DIRECTIONS
Every line below that holds the string "cloudy" must be copied.

+-------+

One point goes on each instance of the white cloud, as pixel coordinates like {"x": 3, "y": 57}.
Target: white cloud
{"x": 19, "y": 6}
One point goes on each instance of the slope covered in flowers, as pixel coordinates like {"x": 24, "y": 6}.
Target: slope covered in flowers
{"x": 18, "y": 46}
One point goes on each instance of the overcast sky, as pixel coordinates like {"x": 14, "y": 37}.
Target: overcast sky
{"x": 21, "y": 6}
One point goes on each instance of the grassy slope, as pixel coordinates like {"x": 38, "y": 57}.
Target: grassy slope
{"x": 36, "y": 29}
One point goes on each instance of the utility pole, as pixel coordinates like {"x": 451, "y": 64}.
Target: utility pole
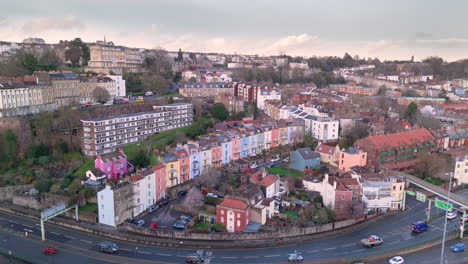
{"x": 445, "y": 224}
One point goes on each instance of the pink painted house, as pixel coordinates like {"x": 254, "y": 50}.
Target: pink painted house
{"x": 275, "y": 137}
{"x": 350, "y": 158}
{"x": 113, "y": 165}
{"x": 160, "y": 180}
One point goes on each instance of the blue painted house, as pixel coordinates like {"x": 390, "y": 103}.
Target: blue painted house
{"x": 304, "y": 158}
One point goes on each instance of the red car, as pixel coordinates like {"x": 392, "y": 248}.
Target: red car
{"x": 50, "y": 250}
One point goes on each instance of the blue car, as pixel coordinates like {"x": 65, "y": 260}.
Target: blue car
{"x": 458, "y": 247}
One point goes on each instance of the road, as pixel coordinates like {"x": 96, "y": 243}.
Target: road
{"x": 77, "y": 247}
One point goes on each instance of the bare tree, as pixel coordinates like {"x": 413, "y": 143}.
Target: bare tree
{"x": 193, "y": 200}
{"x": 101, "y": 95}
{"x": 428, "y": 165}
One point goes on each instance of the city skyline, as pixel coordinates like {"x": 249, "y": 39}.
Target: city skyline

+-------+

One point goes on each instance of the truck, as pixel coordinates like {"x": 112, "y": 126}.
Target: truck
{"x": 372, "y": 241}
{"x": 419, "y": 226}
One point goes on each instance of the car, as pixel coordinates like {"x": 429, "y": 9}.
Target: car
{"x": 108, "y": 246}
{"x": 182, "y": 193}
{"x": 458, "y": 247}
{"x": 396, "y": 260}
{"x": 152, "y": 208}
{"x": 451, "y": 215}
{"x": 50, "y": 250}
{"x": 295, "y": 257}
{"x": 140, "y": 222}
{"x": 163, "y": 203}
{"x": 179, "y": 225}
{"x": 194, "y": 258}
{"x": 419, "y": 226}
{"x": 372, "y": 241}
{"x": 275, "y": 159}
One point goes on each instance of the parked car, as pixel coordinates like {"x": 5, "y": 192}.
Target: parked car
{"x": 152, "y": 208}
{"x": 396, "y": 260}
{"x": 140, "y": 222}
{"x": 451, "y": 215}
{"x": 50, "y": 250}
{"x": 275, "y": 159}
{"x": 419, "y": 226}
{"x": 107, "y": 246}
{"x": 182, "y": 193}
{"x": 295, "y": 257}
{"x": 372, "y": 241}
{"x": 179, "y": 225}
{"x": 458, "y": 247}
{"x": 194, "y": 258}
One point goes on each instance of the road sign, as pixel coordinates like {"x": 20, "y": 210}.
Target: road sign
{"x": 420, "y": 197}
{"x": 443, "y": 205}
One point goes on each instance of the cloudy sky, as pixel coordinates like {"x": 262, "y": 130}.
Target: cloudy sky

+-------+

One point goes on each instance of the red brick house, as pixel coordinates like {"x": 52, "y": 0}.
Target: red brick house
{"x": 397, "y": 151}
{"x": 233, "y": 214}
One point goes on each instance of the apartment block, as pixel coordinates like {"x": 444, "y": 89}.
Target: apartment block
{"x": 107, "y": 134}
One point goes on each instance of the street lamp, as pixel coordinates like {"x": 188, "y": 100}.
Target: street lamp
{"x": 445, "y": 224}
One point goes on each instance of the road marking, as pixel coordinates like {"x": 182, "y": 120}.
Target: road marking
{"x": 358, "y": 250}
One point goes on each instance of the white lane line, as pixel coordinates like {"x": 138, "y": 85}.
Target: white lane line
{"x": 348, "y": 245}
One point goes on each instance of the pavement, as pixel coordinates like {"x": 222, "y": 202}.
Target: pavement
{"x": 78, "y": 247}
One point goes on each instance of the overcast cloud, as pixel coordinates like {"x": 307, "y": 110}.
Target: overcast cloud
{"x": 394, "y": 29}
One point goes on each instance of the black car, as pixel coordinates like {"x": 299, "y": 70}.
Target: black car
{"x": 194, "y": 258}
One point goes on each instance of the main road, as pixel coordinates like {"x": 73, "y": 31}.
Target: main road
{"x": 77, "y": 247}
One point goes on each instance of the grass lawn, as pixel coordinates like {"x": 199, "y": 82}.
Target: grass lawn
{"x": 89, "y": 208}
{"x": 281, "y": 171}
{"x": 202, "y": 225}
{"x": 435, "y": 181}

+-------+

EXERCISE RESPONSE
One point goes on each instance of the cloudy sky, as pixel coordinates like {"x": 262, "y": 130}.
Target: cloudy sky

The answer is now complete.